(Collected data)
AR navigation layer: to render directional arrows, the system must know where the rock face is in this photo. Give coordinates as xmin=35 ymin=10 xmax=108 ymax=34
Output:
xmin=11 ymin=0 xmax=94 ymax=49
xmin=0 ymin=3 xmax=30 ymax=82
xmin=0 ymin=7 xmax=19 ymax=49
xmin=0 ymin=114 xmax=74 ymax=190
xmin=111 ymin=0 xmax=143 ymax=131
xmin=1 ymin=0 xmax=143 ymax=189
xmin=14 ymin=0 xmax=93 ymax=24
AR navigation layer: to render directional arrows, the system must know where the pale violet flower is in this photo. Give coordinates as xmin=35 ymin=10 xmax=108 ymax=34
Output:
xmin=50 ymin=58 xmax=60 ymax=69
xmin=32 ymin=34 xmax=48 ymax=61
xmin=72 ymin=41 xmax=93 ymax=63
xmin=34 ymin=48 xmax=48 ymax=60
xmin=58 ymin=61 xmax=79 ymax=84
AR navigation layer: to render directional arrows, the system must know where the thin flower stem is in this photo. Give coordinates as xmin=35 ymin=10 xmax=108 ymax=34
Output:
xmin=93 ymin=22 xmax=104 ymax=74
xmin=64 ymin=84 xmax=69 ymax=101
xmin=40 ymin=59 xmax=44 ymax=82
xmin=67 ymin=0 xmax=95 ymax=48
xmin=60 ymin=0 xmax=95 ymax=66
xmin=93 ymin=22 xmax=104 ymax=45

TASK DIRECTIONS: Scan the lines above for the word "system", then copy each line that has it.

EXERCISE RESPONSE:
AR navigation layer: to render directional arrows, the system must know where the rock face is in this photo. Give coordinates as xmin=35 ymin=10 xmax=108 ymax=34
AR navigation layer: to render directional arrows, the system must know where the pale violet flower is in this photo. Give coordinates as xmin=35 ymin=10 xmax=108 ymax=34
AR navigation layer: to render directional arrows, the system must know where the thin flower stem is in this photo. Give coordinates as xmin=35 ymin=10 xmax=108 ymax=34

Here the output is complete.